* [Work request]
Each entry in the listing below should be restated word for word.

* [Data to process]
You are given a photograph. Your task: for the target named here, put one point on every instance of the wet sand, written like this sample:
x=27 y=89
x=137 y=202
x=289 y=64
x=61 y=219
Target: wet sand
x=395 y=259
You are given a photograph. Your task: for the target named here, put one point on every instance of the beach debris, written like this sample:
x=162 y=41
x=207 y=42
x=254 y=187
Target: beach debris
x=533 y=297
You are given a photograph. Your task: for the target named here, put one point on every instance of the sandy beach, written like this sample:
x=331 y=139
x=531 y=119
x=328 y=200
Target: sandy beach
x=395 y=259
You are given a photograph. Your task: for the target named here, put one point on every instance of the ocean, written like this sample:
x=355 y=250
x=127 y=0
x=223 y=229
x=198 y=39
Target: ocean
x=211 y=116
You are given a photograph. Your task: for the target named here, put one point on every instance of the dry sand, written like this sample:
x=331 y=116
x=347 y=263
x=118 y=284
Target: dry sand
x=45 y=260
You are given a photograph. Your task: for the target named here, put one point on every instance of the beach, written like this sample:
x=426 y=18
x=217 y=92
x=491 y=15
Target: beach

* [Finished exercise]
You are given a photograph. Your task: for the target named here, put one point on every instance of the wet sand, written like this sample:
x=27 y=89
x=137 y=202
x=289 y=64
x=61 y=219
Target: wet sand
x=395 y=259
You are given a photograph. Your task: for the target named here, put one point on every instance of the beach debris, written like this sample:
x=162 y=41
x=207 y=42
x=254 y=187
Target: beach debris
x=533 y=297
You are given a photograph. Your task: for the target named here, put one point on every instance of the sandy beach, written like this sample:
x=331 y=139
x=531 y=119
x=328 y=200
Target: sandy beach
x=395 y=259
You are given a photograph. Your task: for the target named here, put one point on every instance of the ocean, written like this sample:
x=355 y=250
x=127 y=0
x=223 y=229
x=198 y=39
Target: ocean
x=211 y=116
You are given a photograph. Your task: for the target named here, put one point on every instance of the dry sand, written like this sample:
x=331 y=116
x=347 y=263
x=118 y=284
Target: dry sand
x=45 y=260
You are given a photograph. Your task: for the target named here, put one point on every instance of the beach, written like this sample:
x=426 y=18
x=217 y=92
x=491 y=15
Target: beach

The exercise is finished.